> [The task]:
How many lines in the rows below contain the string "black"? Matching is case-sensitive; reply with the number only.
====== Data records ======
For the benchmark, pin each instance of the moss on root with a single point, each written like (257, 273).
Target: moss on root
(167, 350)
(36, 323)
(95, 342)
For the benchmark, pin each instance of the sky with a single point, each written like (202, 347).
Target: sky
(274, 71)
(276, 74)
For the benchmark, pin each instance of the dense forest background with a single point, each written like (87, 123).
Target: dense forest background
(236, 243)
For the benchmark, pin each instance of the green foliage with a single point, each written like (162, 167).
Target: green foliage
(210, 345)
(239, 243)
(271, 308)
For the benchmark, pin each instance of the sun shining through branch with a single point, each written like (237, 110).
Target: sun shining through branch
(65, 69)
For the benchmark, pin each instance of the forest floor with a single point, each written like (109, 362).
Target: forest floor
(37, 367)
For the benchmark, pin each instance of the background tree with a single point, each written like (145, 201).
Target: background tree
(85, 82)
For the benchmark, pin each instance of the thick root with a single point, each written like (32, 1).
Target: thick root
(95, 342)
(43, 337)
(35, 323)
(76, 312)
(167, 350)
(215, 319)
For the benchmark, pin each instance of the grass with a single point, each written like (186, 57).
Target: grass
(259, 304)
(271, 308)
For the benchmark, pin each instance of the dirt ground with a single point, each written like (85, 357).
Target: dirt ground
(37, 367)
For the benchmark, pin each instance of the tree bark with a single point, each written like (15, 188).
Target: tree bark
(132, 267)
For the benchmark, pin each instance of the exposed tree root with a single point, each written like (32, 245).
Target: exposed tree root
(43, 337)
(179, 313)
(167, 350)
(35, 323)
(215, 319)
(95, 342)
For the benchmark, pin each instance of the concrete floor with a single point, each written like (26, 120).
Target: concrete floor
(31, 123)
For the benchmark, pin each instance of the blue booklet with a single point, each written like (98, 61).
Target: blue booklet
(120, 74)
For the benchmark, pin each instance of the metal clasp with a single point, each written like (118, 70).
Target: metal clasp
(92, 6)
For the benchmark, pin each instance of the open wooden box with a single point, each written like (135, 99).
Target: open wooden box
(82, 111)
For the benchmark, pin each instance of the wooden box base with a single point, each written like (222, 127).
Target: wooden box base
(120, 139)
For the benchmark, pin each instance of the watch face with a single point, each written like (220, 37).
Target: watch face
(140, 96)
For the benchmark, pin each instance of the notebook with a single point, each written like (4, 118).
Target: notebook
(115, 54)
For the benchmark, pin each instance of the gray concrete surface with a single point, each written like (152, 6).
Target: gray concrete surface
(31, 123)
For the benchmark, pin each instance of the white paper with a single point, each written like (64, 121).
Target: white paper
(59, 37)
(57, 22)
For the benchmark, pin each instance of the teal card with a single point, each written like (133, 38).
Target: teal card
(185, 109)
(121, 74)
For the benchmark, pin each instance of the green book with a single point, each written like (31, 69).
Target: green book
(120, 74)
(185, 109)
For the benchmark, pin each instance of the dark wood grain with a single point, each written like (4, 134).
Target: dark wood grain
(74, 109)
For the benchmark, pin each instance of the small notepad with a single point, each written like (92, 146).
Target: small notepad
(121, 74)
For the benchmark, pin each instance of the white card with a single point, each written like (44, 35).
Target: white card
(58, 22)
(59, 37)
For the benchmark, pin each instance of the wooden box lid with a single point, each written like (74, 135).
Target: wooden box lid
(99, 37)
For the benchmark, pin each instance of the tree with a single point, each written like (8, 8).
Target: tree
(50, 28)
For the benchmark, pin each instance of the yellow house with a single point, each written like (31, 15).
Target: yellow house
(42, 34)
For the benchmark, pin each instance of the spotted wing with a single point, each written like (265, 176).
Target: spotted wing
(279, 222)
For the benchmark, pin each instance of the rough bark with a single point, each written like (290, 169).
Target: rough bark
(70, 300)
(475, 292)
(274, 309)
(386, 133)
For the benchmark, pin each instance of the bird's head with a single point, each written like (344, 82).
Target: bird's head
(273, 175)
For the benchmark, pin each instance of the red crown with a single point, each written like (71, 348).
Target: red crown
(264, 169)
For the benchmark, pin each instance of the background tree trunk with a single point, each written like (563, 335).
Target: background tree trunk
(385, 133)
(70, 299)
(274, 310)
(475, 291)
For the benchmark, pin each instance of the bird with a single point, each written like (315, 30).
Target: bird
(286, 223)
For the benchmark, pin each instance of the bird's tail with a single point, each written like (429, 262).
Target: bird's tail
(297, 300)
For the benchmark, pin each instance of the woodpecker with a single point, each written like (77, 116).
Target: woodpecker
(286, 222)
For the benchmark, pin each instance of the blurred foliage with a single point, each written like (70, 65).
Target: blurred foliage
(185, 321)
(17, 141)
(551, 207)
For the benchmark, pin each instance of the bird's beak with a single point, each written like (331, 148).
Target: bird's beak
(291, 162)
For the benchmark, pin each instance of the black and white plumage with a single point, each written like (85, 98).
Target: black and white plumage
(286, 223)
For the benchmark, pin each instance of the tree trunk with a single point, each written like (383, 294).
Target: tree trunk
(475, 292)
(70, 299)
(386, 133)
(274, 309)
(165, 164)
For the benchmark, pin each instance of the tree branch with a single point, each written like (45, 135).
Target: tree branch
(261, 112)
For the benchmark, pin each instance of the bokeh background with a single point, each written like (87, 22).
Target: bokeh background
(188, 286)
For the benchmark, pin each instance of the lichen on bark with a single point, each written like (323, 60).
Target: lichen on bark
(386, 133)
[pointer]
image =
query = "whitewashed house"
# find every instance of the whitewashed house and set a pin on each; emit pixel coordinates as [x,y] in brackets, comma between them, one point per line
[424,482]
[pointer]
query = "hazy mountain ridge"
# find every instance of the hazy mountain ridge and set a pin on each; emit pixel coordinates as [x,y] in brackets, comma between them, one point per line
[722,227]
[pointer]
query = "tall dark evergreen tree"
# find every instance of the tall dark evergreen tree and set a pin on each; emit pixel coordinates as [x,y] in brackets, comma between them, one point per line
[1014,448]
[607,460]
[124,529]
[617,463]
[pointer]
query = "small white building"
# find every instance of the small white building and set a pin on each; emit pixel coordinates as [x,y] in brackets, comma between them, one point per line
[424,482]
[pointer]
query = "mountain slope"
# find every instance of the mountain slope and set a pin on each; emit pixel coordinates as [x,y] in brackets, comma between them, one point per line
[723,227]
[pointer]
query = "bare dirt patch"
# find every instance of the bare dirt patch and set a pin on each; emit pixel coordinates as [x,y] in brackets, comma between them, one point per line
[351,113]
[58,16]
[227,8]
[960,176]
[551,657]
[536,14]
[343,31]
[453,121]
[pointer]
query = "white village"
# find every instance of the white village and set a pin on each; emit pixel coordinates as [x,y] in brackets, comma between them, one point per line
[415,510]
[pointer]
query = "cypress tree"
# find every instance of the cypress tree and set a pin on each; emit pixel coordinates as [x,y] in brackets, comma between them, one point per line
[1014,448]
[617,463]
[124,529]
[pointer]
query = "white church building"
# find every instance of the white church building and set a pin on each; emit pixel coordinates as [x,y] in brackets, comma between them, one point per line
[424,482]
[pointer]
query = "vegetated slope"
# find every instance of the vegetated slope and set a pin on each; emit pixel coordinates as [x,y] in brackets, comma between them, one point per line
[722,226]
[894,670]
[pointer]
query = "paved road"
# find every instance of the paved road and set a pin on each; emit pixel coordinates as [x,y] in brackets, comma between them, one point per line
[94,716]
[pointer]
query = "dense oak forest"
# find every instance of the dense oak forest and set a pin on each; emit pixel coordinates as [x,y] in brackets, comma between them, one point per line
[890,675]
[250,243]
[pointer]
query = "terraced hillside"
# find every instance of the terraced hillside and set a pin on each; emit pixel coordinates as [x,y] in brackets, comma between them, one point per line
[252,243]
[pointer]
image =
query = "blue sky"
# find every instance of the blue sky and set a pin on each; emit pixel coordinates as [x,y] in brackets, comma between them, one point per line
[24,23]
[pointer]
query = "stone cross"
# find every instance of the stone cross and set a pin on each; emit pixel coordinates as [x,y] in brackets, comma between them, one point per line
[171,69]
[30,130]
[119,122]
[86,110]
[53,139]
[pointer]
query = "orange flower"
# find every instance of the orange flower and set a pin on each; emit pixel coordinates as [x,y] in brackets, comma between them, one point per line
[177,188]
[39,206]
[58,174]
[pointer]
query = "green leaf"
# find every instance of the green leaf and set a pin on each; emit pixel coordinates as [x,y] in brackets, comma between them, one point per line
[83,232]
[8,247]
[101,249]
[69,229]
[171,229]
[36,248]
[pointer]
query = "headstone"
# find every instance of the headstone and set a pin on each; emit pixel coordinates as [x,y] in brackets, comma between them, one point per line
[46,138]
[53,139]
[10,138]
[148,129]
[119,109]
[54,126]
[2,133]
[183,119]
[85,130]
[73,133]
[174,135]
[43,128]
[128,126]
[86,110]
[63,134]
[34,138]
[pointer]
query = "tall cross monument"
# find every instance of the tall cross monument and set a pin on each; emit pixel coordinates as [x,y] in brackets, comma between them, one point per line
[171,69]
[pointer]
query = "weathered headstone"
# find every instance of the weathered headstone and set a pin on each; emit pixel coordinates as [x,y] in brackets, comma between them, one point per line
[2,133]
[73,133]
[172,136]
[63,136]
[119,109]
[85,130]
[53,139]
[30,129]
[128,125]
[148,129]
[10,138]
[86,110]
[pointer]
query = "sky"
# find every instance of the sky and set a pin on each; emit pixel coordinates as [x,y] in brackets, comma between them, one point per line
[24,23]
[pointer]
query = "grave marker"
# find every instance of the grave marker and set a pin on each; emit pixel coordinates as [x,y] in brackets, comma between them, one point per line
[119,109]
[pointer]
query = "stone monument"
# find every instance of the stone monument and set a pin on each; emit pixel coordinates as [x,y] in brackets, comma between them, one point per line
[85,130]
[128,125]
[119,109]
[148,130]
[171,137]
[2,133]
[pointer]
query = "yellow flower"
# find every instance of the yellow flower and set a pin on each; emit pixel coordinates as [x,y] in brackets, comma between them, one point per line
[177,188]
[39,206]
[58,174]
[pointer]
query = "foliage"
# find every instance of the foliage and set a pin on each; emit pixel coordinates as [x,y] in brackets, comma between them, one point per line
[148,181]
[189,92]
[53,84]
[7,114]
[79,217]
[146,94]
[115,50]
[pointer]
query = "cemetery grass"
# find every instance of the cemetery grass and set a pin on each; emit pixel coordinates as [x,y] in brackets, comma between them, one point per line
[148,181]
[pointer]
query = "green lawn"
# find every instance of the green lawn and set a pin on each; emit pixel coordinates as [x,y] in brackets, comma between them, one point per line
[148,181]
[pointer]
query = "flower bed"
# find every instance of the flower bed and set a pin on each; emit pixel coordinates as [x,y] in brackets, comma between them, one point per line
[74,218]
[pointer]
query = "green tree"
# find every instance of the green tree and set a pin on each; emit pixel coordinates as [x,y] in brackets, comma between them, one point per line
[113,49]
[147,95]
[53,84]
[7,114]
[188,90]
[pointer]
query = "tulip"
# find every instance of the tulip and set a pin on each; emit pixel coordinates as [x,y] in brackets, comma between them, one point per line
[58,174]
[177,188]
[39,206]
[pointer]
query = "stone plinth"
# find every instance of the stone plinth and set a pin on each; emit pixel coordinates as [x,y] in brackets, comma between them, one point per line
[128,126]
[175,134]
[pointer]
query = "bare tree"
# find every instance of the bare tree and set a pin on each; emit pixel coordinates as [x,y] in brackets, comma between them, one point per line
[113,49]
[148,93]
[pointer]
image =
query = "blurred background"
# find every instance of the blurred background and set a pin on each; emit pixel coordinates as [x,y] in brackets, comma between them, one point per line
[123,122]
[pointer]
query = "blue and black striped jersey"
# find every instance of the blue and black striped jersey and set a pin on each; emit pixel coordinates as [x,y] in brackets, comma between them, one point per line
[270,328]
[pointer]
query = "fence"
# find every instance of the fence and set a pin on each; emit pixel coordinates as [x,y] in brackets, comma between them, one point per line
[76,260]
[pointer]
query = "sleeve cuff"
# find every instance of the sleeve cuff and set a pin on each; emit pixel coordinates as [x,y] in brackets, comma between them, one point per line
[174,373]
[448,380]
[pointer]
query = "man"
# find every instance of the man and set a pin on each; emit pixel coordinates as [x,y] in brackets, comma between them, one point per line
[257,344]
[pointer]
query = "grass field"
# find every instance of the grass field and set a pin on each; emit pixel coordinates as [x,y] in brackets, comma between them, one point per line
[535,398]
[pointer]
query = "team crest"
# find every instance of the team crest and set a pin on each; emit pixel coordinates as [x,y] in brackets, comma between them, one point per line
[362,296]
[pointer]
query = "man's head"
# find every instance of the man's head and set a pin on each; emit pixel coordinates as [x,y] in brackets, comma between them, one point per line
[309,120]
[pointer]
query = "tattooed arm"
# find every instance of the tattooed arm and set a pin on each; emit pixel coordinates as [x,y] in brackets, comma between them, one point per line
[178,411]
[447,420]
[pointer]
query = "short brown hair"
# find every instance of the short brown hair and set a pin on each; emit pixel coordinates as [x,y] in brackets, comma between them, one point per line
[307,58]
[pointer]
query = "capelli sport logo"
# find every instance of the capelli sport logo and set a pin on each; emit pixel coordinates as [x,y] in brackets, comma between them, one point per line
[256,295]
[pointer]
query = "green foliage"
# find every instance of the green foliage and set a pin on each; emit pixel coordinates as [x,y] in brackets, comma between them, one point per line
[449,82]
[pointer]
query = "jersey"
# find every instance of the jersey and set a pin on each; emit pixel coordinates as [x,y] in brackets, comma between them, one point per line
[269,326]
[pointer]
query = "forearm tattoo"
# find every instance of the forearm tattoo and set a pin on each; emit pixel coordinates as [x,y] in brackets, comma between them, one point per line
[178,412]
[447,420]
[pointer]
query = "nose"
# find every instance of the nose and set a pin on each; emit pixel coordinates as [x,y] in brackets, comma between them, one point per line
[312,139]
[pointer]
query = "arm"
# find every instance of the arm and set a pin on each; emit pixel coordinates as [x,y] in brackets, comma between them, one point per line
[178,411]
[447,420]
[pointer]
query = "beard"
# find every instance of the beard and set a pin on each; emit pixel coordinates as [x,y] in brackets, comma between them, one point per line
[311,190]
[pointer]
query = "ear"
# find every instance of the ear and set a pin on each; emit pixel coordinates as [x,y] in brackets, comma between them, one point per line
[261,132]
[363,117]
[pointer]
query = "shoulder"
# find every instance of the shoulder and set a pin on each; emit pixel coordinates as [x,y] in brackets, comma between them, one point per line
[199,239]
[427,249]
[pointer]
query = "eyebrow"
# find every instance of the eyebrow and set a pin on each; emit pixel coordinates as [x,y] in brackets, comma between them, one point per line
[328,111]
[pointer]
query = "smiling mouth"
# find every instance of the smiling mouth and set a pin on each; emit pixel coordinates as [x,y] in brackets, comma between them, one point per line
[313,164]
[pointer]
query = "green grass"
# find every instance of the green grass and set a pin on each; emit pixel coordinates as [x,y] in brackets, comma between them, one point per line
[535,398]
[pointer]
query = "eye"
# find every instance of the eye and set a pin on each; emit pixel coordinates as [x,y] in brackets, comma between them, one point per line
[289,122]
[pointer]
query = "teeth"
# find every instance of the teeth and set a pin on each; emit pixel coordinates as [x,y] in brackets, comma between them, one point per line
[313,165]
======
> [Complete response]:
4